**Exercise directions**
Reproduce every line of the records below, substituting "point" for each occurrence of "marker" and leaving all other text unchanged.

---------- Data in this exercise ----------

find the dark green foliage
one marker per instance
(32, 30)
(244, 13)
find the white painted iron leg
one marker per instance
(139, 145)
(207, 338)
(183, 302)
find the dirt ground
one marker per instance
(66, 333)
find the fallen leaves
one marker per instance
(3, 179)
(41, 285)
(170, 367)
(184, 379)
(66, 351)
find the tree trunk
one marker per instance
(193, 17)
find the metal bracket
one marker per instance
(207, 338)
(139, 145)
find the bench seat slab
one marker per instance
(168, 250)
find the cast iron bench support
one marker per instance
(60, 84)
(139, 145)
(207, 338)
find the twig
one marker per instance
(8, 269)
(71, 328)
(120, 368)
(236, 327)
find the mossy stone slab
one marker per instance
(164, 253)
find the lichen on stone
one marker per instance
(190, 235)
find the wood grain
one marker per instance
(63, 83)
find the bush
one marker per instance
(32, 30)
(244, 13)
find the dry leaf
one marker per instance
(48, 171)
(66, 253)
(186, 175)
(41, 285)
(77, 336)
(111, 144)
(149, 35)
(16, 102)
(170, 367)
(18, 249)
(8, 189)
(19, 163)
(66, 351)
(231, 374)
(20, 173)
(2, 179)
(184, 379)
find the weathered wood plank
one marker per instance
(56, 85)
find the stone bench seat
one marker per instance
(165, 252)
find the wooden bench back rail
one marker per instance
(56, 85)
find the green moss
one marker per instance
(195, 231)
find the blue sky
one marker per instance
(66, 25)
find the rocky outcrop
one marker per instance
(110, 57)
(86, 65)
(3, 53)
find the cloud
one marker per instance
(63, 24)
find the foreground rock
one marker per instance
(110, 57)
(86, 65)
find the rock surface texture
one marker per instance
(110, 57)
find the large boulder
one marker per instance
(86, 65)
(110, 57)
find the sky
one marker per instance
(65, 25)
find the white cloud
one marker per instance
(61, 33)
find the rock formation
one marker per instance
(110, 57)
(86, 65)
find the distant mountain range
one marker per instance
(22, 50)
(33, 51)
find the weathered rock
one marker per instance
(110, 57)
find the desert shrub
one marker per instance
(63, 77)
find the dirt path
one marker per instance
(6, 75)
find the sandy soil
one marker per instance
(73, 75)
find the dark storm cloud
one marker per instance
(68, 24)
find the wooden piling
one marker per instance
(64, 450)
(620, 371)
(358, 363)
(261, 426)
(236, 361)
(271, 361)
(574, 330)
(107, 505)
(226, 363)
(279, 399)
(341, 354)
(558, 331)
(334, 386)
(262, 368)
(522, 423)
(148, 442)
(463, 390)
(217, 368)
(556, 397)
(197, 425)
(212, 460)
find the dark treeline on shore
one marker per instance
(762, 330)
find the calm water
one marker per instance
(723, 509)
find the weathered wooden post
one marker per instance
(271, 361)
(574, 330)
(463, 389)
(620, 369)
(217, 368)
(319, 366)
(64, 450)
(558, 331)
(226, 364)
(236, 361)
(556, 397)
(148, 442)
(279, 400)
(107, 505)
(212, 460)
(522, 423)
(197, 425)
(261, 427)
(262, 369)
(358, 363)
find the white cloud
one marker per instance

----------

**Solution below**
find the dark green foliage
one point per instance
(32, 30)
(244, 13)
find the white painted iron leg
one point per instance
(139, 145)
(207, 338)
(183, 302)
find the dirt ground
one point per instance
(66, 333)
find the fallen leaves
one point per instance
(3, 179)
(41, 285)
(170, 367)
(184, 379)
(66, 351)
find the tree trunk
one point per instance
(193, 17)
find the metal bracket
one point per instance
(207, 338)
(139, 145)
find the bench seat slab
one point per instance
(168, 250)
find the cast iron bench support
one point per instance
(60, 84)
(139, 145)
(207, 338)
find the twig
one point per instance
(8, 269)
(71, 328)
(120, 368)
(236, 327)
find the mossy stone slab
one point per instance
(164, 253)
find the lichen on stone
one point per instance
(190, 235)
find the wood grain
one point per instance
(63, 83)
find the bush
one point per instance
(32, 30)
(244, 13)
find the dry leaf
one point per instance
(48, 171)
(66, 253)
(186, 175)
(41, 285)
(77, 336)
(111, 144)
(149, 35)
(16, 102)
(170, 367)
(18, 249)
(8, 189)
(19, 163)
(66, 351)
(231, 374)
(20, 173)
(2, 179)
(184, 379)
find the weathered wood plank
one point per instance
(56, 85)
find the stone bench seat
one point per instance
(165, 252)
find the wooden bench back rail
one point per instance
(56, 85)
find the green moss
one point per instance
(195, 231)
find the blue sky
one point per instance
(66, 25)
find the rocky outcrop
one point per instance
(110, 57)
(86, 65)
(3, 53)
find the cloud
one point per instance
(63, 24)
find the foreground rock
one point per instance
(110, 57)
(86, 65)
find the rock surface texture
one point per instance
(110, 57)
find the large boulder
one point per instance
(86, 65)
(110, 57)
find the sky
one point per instance
(65, 25)
find the white cloud
one point per instance
(61, 33)
find the rock formation
one point per instance
(110, 57)
(86, 65)
find the distant mountain range
one point per instance
(22, 50)
(33, 51)
find the weathered rock
one point per instance
(110, 57)
find the desert shrub
one point per instance
(63, 77)
find the dirt path
one point per instance
(6, 75)
find the sandy soil
one point per instance
(73, 75)
find the dark storm cloud
one point per instance
(68, 24)
find the wooden piling
one point per instance
(64, 450)
(620, 371)
(358, 363)
(261, 426)
(236, 361)
(271, 361)
(574, 330)
(107, 505)
(226, 363)
(279, 399)
(341, 354)
(558, 331)
(334, 386)
(262, 368)
(522, 423)
(148, 442)
(463, 390)
(217, 368)
(556, 397)
(197, 425)
(212, 460)
find the dark treeline on shore
one point per instance
(762, 330)
find the calm water
one point per instance
(723, 509)
find the weathered wooden post
one point per instance
(271, 361)
(574, 330)
(463, 389)
(620, 369)
(217, 368)
(319, 366)
(64, 450)
(558, 331)
(226, 364)
(236, 361)
(556, 397)
(148, 442)
(279, 400)
(107, 505)
(212, 460)
(522, 423)
(197, 425)
(261, 427)
(262, 369)
(358, 363)
find the white cloud
one point per instance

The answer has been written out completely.